> **Supplied text**
Monsters On Main Street

Director Jordan Peele’s debut film Get Out is a perfectly structured social thriller about insidious racism

Get Out’s opening scene appears, at first, disconnected from the main story — a moment that simply sets the stage. As a young black man lost on suburban streets jokes on his phone, a car pulls up alongside him. Just that is already creepy; it should remind you of countless images of horror — from the movies, and from real life.

How this scene connects to the rest of writer-director Jordan Peele’s debut feature film isn’t immediately clear, but the tone is deftly, elegantly set: What looks like a cozy quiet neighborhood to a white person looks like something else entirely if you’re black.

Elsewhere, photographer Chris Washington (the excellent Daniel Kaluuya) is about to go meet his girlfriend Rose’s parents. He’s nervous enough about the weekend trip, but becomes more so when Rose (Girls’ Allison Williams) admits she hasn’t told her family that he’s black. It’s fine, she insists. Her dad would’ve voted for Obama for a third term! They’re totally not racist.

At the sprawling, super-private house, Rose’s dad (Bradley Whitford) is way too chummy. Rose’s mom, Missy (Catherine Keener), is a psychiatrist dead-set on hypnotizing away Chris’s smoking habit. The household staff, all of whom are black, have smiles too wide and fixed. Something seems slightly off about them.

Everything seems slightly off. But is it? Or is Chris just being paranoid? A chat with Georgina (Betty Gabriel), the housekeeper, just rattles him further. When a whole gaggle of white people show up for an annual gathering, are they just old and oblivious to their rudeness — squeezing his arm, cracking jokes about sexual prowess, mentioning their favorite African-Americans — or is there something else going on? Something more nefarious?

I don’t want to tell you what’s really going on in Get Out, because figuring it out is part of the enjoyment of Jordan Peele’s whip-smart, perfectly structured social thriller. Peele knows how to use a sudden appearance, a shrieking score, a shadowy figure — but the horror he’s really interested in goes well beyond cheap scares and gleeful gore.

> **Data excerpt**
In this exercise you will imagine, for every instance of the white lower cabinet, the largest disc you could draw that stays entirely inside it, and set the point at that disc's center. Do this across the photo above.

> **Set task**
Reproduce word for word the part of the Get Out review above starting at "Everything seems slightly" and ending at "Something more nefarious?".

> **Solution for this exercise**
Everything seems slightly off. But is it? Or is Chris just being paranoid? A chat with Georgina (Betty Gabriel), the housekeeper, just rattles him further. When a whole gaggle of white people show up for an annual gathering, are they just old and oblivious to their rudeness — squeezing his arm, cracking jokes about sexual prowess, mentioning their favorite African-Americans — or is there something else going on? Something more nefarious?